» **Goal of the exercise**
Locate every line in the listing below that contains the string "rooster", and copy each such line in full. Matching is case-sensitive.

» **Position identification records**
◇ ◇ ◇
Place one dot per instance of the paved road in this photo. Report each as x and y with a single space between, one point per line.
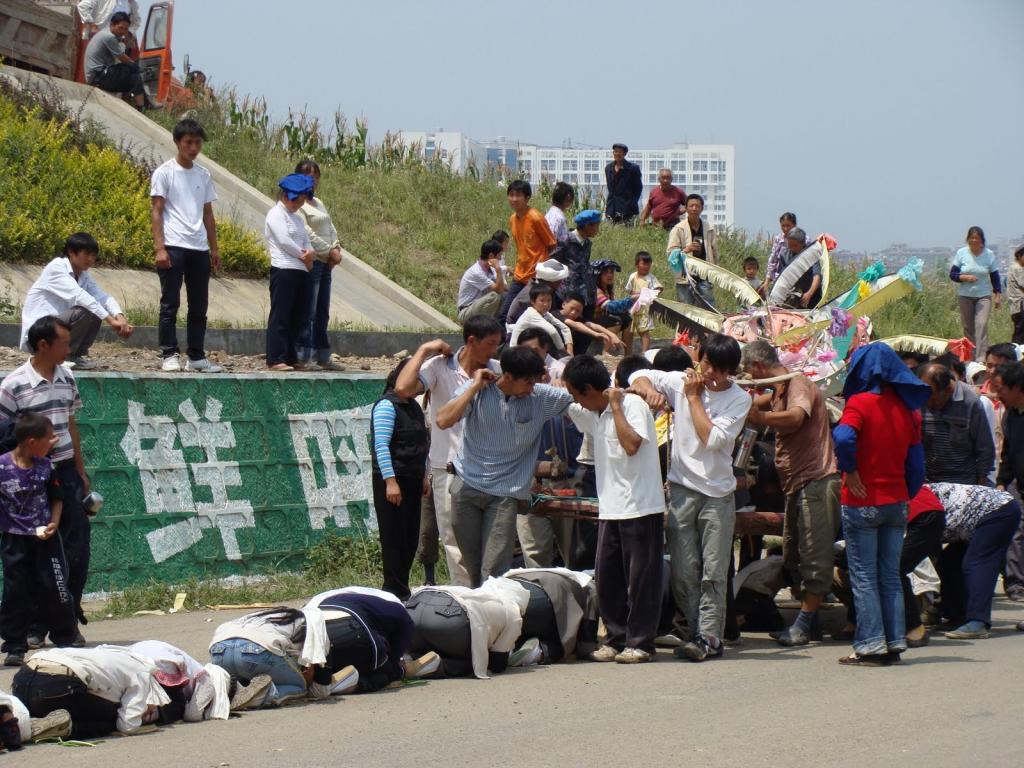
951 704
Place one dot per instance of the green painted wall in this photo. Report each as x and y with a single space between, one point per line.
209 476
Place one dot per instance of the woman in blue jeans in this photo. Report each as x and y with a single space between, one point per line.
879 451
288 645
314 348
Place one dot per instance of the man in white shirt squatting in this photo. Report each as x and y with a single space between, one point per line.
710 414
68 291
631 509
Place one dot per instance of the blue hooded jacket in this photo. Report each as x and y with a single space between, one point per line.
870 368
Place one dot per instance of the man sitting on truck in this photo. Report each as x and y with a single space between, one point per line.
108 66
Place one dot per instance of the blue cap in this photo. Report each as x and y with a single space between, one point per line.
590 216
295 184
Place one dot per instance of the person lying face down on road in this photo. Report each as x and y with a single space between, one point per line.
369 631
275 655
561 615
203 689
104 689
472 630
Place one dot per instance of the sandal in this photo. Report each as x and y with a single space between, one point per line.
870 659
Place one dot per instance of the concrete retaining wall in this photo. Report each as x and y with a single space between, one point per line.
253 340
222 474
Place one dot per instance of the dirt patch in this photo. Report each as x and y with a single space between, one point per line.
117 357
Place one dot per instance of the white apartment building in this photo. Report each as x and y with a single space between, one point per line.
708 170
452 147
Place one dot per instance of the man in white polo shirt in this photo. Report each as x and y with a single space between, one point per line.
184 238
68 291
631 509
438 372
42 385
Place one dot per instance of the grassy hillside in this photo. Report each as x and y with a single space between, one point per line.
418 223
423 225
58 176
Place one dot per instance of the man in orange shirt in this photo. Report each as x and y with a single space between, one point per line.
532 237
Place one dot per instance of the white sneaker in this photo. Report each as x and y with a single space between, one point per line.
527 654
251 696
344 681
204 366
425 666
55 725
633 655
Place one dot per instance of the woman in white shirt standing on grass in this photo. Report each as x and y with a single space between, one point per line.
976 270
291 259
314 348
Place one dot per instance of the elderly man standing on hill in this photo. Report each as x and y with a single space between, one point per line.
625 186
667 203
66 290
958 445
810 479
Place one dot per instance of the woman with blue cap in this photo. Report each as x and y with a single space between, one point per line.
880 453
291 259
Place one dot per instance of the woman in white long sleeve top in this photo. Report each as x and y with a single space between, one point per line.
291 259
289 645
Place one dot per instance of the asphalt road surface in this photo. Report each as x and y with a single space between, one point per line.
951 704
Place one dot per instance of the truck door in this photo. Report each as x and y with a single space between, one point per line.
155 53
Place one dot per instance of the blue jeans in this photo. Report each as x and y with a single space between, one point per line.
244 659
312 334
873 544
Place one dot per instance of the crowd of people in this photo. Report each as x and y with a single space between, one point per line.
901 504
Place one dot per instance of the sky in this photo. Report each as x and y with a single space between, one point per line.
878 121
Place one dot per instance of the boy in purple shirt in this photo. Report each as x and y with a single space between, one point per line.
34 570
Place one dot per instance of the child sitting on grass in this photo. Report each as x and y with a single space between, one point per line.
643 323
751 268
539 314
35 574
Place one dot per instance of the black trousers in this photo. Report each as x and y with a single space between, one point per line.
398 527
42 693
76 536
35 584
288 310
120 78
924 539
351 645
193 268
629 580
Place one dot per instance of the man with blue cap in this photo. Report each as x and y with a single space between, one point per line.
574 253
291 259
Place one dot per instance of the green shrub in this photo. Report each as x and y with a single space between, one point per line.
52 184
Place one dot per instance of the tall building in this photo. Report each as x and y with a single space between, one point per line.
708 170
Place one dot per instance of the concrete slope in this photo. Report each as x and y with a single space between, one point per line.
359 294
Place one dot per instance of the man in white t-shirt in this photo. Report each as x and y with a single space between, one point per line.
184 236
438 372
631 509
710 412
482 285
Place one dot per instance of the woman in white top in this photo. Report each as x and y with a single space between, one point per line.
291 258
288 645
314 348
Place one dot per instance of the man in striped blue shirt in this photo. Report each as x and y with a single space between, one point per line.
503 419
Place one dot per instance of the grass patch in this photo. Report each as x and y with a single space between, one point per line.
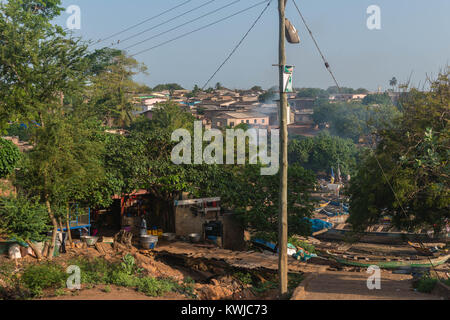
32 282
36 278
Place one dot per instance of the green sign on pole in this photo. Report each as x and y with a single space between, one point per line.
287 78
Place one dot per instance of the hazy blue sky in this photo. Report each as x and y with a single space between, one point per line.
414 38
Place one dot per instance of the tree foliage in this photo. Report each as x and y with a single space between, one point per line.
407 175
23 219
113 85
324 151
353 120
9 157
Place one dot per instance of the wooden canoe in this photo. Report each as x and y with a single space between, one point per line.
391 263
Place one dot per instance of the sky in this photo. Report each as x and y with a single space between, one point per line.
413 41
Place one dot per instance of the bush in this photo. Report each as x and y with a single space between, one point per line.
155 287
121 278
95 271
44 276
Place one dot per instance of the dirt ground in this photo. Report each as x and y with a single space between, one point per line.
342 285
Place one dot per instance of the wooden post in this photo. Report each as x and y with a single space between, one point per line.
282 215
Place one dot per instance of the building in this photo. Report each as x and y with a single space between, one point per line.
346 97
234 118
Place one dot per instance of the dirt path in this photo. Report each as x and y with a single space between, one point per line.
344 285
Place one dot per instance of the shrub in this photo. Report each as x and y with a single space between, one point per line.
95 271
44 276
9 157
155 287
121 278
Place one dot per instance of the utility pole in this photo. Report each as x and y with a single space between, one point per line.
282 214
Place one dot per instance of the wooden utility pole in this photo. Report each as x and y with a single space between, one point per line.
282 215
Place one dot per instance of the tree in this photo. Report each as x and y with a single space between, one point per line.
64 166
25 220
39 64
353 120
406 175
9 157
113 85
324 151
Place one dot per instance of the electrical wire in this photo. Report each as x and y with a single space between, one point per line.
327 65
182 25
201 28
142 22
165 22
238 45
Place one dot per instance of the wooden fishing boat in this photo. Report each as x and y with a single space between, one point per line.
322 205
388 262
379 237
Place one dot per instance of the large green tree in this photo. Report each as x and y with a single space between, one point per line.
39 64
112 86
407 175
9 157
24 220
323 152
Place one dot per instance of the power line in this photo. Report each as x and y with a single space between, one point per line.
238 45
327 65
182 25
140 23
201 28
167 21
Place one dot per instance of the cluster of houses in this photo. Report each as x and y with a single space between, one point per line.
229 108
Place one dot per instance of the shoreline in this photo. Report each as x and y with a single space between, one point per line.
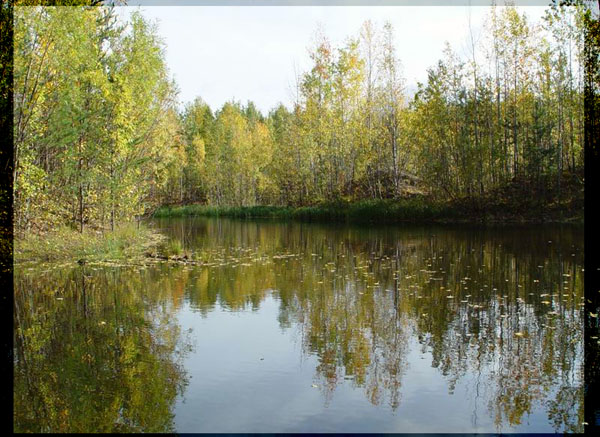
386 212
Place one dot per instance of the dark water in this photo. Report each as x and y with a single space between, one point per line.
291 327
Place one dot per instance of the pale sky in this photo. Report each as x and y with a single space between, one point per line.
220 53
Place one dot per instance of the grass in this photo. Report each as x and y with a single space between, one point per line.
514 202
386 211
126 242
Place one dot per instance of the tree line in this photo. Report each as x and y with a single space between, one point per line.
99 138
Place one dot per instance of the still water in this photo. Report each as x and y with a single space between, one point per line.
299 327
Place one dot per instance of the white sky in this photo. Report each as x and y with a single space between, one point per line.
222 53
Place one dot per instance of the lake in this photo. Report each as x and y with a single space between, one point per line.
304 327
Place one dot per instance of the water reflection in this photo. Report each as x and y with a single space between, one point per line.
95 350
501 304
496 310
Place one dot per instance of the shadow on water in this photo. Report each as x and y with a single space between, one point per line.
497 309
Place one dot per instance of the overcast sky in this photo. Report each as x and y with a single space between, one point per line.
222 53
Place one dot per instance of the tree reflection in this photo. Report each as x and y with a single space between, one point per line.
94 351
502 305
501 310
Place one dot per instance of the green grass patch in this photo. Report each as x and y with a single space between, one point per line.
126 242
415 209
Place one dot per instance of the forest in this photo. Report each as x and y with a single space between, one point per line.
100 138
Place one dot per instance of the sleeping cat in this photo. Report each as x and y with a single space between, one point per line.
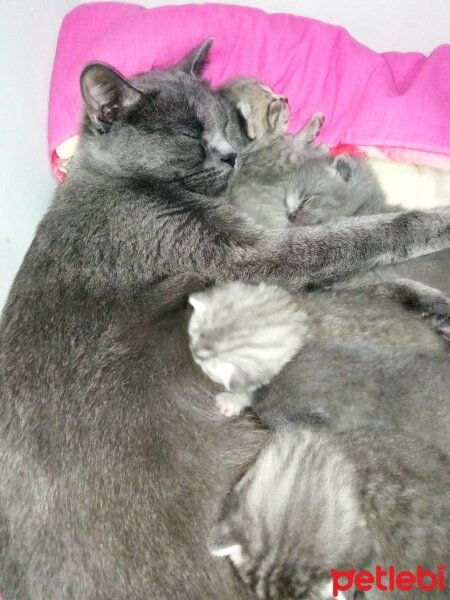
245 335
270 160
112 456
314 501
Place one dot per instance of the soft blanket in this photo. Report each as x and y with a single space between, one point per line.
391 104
◇ ◇ ◇
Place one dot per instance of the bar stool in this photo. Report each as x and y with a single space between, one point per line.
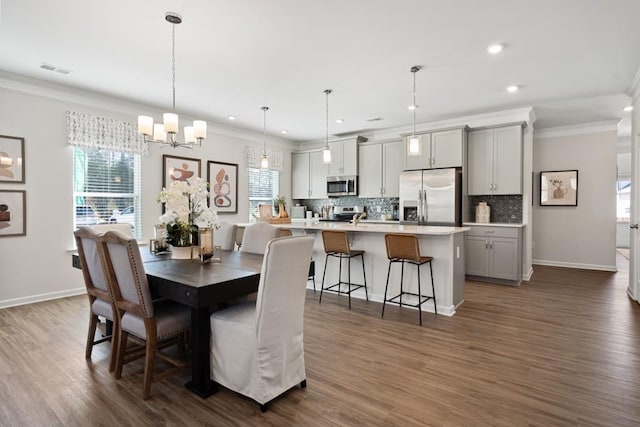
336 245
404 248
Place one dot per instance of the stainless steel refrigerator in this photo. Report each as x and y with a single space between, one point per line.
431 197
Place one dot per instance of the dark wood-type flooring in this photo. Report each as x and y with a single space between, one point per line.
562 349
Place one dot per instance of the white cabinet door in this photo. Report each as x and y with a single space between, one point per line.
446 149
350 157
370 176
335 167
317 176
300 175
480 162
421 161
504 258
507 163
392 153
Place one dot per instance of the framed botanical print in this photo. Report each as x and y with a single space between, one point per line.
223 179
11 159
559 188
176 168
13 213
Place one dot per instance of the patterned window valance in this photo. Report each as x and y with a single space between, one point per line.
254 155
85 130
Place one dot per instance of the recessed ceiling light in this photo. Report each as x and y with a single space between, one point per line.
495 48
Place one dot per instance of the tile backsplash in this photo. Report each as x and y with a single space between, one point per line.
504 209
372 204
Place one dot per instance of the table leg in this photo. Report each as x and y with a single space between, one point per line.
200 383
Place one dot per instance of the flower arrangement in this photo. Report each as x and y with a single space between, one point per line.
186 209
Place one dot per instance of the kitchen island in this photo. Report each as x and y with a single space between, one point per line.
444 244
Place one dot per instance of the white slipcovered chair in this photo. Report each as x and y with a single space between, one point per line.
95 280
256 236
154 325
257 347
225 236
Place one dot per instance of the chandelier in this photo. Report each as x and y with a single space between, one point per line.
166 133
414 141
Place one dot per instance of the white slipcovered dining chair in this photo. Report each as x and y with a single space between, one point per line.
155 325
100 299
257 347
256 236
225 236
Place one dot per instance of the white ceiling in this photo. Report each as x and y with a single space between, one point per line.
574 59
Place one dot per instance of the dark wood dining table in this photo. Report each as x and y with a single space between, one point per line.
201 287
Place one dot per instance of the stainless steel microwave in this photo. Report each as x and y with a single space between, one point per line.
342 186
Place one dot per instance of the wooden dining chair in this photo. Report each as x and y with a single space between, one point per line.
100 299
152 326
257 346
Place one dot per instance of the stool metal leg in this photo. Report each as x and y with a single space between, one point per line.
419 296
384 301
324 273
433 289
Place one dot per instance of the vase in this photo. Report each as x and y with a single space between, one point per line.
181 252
◇ ◇ ◇
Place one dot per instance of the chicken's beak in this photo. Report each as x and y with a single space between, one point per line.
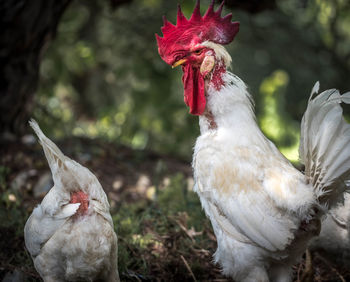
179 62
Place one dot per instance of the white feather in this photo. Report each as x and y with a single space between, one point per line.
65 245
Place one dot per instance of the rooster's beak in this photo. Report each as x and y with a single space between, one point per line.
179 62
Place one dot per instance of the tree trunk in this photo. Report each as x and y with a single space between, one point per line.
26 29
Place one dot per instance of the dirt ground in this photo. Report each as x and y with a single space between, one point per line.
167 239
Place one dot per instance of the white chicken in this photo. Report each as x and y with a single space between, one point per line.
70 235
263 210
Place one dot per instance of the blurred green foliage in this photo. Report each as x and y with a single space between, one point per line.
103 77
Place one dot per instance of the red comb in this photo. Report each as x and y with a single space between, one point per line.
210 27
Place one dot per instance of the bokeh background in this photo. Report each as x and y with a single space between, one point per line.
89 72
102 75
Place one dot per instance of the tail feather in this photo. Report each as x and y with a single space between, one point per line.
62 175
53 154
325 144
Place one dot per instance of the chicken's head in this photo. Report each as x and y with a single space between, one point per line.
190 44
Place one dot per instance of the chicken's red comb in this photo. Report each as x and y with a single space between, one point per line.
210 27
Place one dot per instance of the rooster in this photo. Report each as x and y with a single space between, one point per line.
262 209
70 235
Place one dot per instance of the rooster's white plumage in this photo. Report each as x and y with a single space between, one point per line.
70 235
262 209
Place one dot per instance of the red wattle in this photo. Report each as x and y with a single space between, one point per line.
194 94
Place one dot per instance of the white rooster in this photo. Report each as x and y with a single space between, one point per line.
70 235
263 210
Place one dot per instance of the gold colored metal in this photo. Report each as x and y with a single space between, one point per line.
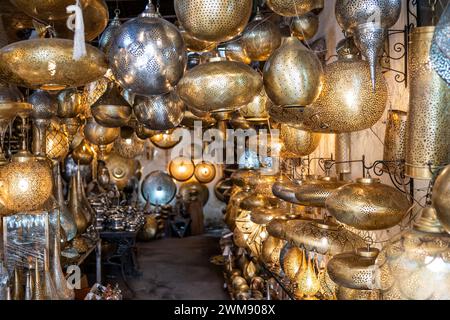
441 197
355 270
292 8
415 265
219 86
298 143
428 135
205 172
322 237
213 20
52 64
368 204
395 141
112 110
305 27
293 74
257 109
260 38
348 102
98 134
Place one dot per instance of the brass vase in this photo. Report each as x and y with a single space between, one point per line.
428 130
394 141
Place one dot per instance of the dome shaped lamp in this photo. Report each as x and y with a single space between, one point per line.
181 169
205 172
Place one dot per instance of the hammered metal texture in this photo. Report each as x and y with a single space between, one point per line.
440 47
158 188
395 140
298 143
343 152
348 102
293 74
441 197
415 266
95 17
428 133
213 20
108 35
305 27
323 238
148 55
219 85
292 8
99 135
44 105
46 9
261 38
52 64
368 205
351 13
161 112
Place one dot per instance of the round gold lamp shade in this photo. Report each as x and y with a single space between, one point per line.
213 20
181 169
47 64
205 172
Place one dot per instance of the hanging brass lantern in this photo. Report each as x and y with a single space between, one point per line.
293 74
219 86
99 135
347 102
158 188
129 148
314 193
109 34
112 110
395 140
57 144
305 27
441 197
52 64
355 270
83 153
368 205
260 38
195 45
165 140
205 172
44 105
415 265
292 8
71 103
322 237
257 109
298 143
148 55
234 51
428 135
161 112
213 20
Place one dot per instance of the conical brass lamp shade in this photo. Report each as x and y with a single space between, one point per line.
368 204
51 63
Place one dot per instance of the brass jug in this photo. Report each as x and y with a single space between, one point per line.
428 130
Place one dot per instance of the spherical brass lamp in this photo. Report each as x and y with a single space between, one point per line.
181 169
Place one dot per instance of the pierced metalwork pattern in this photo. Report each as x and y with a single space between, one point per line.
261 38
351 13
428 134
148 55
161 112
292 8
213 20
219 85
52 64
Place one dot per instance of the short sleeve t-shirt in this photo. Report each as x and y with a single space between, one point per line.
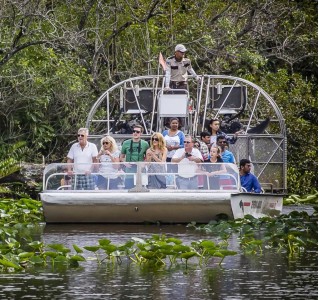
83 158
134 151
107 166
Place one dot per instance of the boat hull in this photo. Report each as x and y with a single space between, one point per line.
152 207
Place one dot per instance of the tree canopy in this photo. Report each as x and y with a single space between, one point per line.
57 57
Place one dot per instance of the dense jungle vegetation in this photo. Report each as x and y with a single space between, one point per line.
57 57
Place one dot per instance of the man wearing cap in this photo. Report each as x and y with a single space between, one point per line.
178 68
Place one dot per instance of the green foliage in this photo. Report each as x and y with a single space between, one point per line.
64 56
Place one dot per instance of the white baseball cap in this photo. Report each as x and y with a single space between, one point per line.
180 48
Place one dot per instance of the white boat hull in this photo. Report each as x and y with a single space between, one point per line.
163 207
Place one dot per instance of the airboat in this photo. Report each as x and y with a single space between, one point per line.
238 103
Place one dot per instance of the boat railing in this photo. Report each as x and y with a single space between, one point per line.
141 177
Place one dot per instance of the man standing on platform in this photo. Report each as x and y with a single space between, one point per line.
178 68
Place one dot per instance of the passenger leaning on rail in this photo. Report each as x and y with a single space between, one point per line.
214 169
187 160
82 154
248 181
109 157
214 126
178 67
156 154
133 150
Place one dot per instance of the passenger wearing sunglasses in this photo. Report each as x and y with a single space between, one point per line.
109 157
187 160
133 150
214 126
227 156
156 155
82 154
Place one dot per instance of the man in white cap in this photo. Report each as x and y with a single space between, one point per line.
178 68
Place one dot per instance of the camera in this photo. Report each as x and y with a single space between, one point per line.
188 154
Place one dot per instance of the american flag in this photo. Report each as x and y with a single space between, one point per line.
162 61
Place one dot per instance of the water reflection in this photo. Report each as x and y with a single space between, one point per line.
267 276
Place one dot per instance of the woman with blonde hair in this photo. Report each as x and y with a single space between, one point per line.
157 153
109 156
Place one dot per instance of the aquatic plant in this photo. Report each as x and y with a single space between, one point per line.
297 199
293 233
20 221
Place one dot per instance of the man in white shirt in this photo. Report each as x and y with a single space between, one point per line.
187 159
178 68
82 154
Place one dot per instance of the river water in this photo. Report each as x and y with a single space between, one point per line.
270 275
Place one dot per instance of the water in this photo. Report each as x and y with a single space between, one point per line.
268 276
◇ ◇ ◇
» **Complete response**
Place one dot per instance of the rooster's beak in this photo. Report each as x and y with a single space between, one point per line.
Place one dot per instance of the rooster in this photo. Report each as x and y with a single space between, one point per line.
Place one dot per instance of the rooster's white plumage in this photo. Report each as x and y with a single space between, one point per line.
Place one dot per instance of the white rooster in this photo. Report each as x and y with a single space between, one point per line.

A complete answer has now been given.